::: Supplied text :::

Luis R. Rigual Luis R. Rigual | February 18, 2020 | Food & Drink
Miami is known for some of the finest beaches, shopping and entertainment around, but what also fails to go unnoticed is their fine dining.
There seems to be every type of restaurant and bar around the city, which can be just as overwhelming for tourists as it is for residents. So, we’ve curated a list of some of our favorite food and drink spots to satisfy your stomachs and souls.
The Sylvester serves a mix of cuisines, our favorite dish being the Cayo Hueso gimlet, in a dimly lit bar setting that will promise you a fun night. Looking for something more upscale? We suggest dining at the L’Atelier de Joël Robuchon and ordering their veal tartare with white truffle. Of course, there’s also the dining room and Champagne cart at The Surf Club Restaurant. For lighter fare, we suggest eating at the vegan spot Plant Miami and devouring their sunflower risotto, or selecting Hiden, which serves Japanese food such as uni with ikura. After dinner, don’t forget to check out dbakers Sweet Studio for macarons and other sweet treats to cure your sweet tooth.
From fabulous French cuisine to mixology with moxie, go out and enjoy some of the best restaurants in Miami in good taste this weekend.
(JW Marriott Marquis, 255 Biscayne Blvd. Way, Miami, 305.421.8800, bouludsud.com)
A well-curated wine list enhances a restaurant visit as much as top-notch cuisine and on-point service. At Boulud Sud, oenophiles are in good hands thanks to the efforts of sommelier Daniel A. Chaviano, whose selections feature grapes and regions from all over the globe.
INSIDER’S TIP: The most exclusive bottle in Boulud Sud’s cellar is a 1995 Domaine de la Romanée-Conti “La Tâche” Grand Cru for $5,500.
DBAKERS SWEET STUDIO
(3501 NE Second Ave., Miami, 786.310.8763, dbakers.us)
The reason dbakers owners Christian and Giancarlo Guevara and Katherine Van Der Biest call their bakery a studio is because it’s a place for both artistry and what one might call sugar science.
INSIDER’S TIP: The aforementioned trio is always up for a challenge. If you don’t like what’s on the menu, feel free to ask them to come up with something completely original.
(313 NW 25th St., Miami, hidenmiami.com)

::: Provided information :::

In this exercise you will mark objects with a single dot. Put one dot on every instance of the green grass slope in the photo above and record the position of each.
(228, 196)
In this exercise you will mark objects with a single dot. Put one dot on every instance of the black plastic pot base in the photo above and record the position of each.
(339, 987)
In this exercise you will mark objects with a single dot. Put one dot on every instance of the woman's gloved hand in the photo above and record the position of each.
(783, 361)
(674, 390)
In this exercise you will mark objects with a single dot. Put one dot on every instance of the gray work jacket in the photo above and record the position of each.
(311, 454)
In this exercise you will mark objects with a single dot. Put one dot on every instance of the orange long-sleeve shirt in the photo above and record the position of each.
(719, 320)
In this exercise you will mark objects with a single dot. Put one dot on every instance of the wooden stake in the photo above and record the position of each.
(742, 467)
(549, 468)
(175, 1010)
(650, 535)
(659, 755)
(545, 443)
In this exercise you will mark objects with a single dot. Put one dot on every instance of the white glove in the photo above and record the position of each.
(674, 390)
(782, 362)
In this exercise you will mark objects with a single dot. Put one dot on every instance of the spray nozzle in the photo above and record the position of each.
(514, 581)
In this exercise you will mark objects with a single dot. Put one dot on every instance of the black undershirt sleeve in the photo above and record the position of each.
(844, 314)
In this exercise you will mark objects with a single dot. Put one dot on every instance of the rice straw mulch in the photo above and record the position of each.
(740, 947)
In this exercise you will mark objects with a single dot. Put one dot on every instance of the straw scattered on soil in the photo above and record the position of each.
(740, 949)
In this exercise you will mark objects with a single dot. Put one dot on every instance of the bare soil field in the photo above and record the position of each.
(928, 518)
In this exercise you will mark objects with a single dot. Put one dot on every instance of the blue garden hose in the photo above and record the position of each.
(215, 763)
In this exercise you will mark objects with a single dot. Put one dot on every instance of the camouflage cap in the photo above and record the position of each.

:::

▸ **Tasks to complete**:
(a) Summarize the Miami dining guide in two sentences.
(b) Reproduce word for word the stretch of the Miami dining guide from "The reason dbakers" through "call sugar science.".
The rows have nothing to do with the Miami dining guide.

▸ **Answers for the tasks**:
(a) The Miami dining guide offers a curated list of favorite food and drink spots in a city with every type of restaurant and bar, from The Sylvester and L'Atelier de Joël Robuchon to Plant Miami, Hiden and dbakers Sweet Studio. It praises Boulud Sud's wine list, chosen by sommelier Daniel A. Chaviano from grapes and regions around the globe, and describes dbakers as a studio for artistry and sugar science whose owners will invent something original on request.

(b)
The reason dbakers owners Christian and Giancarlo Guevara and Katherine Van Der Biest call their bakery a studio is because it’s a place for both artistry and what one might call sugar science.